Passage for review:
[Anomalies and Curiosities of Medicine by George M. Gould]@TWC D-Link bookAnomalies and Curiosities of Medicine CHAPTER IX 224/442
Without resorting to the fabulous method of Columbus, they balance eggs on a table, and in extraordinary ways defy all the powers of gravity. In India and China we see the most marvelous of the knife-jugglers. With unerring skill they keep in motion many pointed knives, always receiving them at their fall by the handles.
They throw their implements with such precision that one often sees men, who, placing their partner against a soft board, will stand at some distance and so pen him in with daggers that he cannot move until some are withdrawn, marking a silhouette of his form on the board,--yet never once does one as much as graze the skin.
With these same people the foot-jugglers are most common.
These persons, both made and female, will with their feet juggle substances and articles that it requires several assistants to raise. A curious trick is given by Rousselet in his magnificent work entitled "L'Inde des Rajahs," and quoted by Guyot-Daubes.
It is called in India the "dance of the eggs." The dancer, dressed in a rather short skirt, places on her head a large wheel made of light wood, and at regular intervals having hanging from it pieces of thread, at the ends of which are running knots kept open by beads of glass.

Given information:
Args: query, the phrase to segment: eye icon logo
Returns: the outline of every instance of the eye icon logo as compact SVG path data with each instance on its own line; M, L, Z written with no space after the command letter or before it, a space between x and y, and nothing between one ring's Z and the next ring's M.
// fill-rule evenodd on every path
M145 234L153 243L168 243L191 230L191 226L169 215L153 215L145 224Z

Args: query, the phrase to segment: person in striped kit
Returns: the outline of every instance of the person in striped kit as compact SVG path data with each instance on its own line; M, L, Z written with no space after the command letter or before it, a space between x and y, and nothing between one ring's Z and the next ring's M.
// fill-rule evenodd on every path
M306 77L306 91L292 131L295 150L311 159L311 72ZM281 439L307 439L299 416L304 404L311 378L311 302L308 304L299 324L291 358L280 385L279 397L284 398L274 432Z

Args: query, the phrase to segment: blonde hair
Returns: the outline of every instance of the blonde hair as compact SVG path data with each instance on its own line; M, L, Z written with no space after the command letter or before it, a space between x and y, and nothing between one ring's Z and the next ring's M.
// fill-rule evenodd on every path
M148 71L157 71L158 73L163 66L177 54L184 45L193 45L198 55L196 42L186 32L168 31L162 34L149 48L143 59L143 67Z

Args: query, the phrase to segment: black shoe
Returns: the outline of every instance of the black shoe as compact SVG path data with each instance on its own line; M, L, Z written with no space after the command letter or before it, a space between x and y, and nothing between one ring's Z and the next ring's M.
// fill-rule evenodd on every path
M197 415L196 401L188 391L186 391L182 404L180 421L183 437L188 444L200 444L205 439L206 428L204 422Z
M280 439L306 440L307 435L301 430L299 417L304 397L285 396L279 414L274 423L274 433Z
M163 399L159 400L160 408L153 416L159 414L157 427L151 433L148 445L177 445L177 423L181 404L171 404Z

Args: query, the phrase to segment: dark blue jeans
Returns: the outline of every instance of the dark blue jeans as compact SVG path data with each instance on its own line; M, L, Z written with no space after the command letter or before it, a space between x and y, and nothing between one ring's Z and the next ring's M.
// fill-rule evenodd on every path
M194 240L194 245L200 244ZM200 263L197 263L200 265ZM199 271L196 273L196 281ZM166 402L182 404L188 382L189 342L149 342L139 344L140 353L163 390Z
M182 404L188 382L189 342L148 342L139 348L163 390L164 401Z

To do:
A – Copy the portion of the passage on jugglers starting at "[Anomalies and Curiosities" and ending at "by the handles.".
B – State whether each statement agrees with the passage on jugglers, answering yes or no and quoting the deciding words: (i) The knife-jugglers of India and China catch the falling knives by the handles. (ii) The "dance of the eggs" is given by Guyot-Daubes in "L'Inde des Rajahs." (iii) The wheel the dancer places on her head is made of heavy metal.

Responses by task:
A –
[Anomalies and Curiosities of Medicine by George M. Gould]@TWC D-Link bookAnomalies and Curiosities of Medicine CHAPTER IX 224/442
Without resorting to the fabulous method of Columbus, they balance eggs on a table, and in extraordinary ways defy all the powers of gravity. In India and China we see the most marvelous of the knife-jugglers. With unerring skill they keep in motion many pointed knives, always receiving them at their fall by the handles.

B –
(i) Yes: "always receiving them at their fall by the handles."
(ii) No: "A curious trick is given by Rousselet in his magnificent work entitled "L'Inde des Rajahs," and quoted by Guyot-Daubes."
(iii) No: "a large wheel made of light wood"